JOB ->
Answer these about the perceptron benchmarking text below, one answer a line:
(a) Which of the three benchmarks is set as the baseline?
(b) At about what tensor size does WebGPU take over from the CPU?
(c) Why is the device not torn down between runs?

EXTRACTED TEXT ->
────────

One thing that we haven't done is some benchmarking. For this I though I'd start with a simple perceptron and scale up the size of the tensors.
import { Tensor } from "../src/js/tensor.js";
import { CUDATensor } from "../src/js/cuda-tensor.js";
import { WGPUTensor } from "../src/js/wgpu-tensor.js";
import { range } from "../src/js/tensor-utils.js";
for(let i = 1; i < 12; i++){
const size = 2 ** i;
Deno.bench(`CPU Perceptron ${size}x${size}`, { group: `Perceptron ${size}x${size}`, baseline: true }, () => {
const x = new Tensor({ shape: [size, size], values: [...range(size * size)], label: "x" });
const w = new Tensor({ shape: [size, size], values: [...range(size * size)], label: "w" });
const b = new Tensor({ shape: [size, 1], values:[...range(size)], label: "b" });
const xw = x.mul(w);
const i = xw.sum({ dimensionToReduce: 0 });
const t = i.add(b);
const o = t.tanh();
});
Deno.bench(`CUDA Perceptron ${size}x${size}`, { group: `Perceptron ${size}x${size}` }, () => {
const x = new CUDATensor({ shape: [size, size], values: [...range(size * size)], label: "x" });
const w = new CUDATensor({ shape: [size, size], values: [...range(size * size)], label: "w" });
const b = new CUDATensor({ shape: [size, 1], values: [...range(size)], label: "b" });
const xw = x.mul(w);
const i = xw.sum({ dimensionToReduce: 0 });
const t = i.add(b);
const o = t.tanh();
});
const adapter = await navigator.gpu.requestAdapter();
const device = await adapter.requestDevice();
Deno.bench(`WGPU Perceptron ${size}x${size}`, { group: `Perceptron ${size}x${size}` }, async (bench) => {
const x = new WGPUTensor({ shape: [size, size], values: [...range(size * size)], label: "x", device });
const w = new WGPUTensor({ shape: [size, size], values: [...range(size * size)], label: "w", device });
const b = new WGPUTensor({ shape: [size, 1], values: [...range(size)], label: "b", device });
const xw = await x.mul(w);
const i = await xw.sum({ dimensionToReduce: 0 });
const t = await i.add(b);
const o = await t.tanh();
});
}
The results were pretty surprising. I would have expected the CPU to do well up until a point which happens to be around 1024x1024. At this point WebGPU takes over. At none of the measurements did the CUDA version ever perform better which I did not expect. I would have thought calling things directly via FFI would have a lot less overhead as WebGPU has to do a lot of accounting, bounds checking etc. One possible reason might be something to due with the kernel being warmed up and maybe there's something there? Or maybe the way workgroups are setup? I don't tear down the device between runs mainly because if I do then Deno crashes so perhaps it's not apples to apples.
What can we optimize?

────────

ROWS ->
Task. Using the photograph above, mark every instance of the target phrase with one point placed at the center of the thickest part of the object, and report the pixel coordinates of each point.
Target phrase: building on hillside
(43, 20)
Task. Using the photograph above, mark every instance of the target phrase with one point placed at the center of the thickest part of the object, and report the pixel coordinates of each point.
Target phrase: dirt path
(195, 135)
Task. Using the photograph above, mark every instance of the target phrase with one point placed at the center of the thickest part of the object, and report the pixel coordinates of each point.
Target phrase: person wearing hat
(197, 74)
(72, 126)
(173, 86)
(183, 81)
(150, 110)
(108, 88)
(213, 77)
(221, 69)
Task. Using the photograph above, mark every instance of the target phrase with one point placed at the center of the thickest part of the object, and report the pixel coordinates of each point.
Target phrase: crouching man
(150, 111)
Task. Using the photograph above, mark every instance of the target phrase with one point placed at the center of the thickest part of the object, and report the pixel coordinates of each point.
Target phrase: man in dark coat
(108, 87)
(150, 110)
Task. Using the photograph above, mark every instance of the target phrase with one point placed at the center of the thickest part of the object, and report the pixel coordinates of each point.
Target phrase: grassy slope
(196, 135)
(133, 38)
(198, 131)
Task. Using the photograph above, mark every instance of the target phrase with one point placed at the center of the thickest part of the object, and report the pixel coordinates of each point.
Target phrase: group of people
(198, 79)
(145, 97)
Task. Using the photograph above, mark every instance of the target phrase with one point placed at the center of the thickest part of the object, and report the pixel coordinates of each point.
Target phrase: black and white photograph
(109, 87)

────────

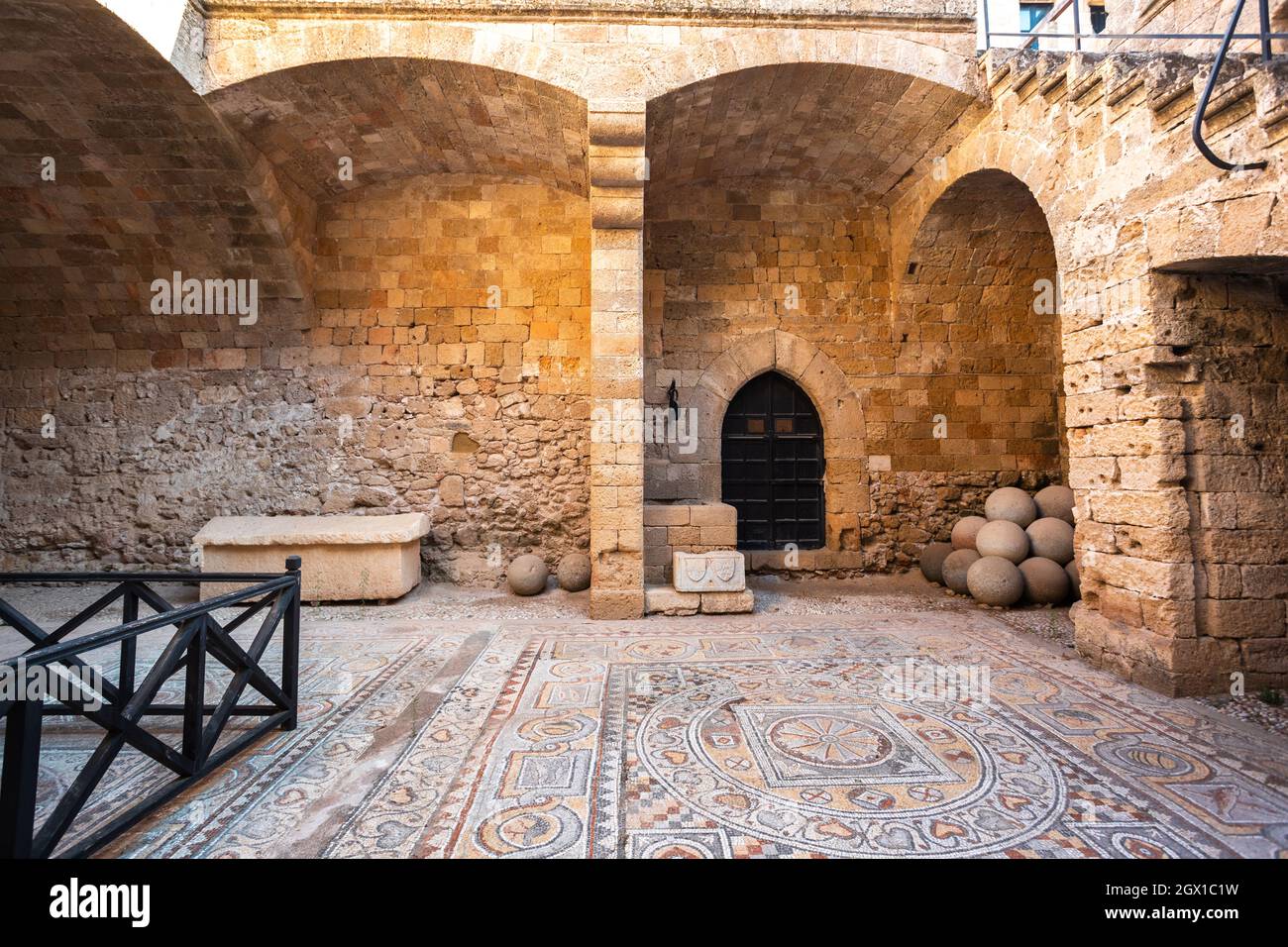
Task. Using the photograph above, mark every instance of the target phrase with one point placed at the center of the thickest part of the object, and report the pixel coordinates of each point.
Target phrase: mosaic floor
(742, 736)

────────

ANSWER TO THIS TASK ->
(a) The CPU Perceptron benchmark.
(b) Around 1024x1024.
(c) Tearing it down makes Deno crash.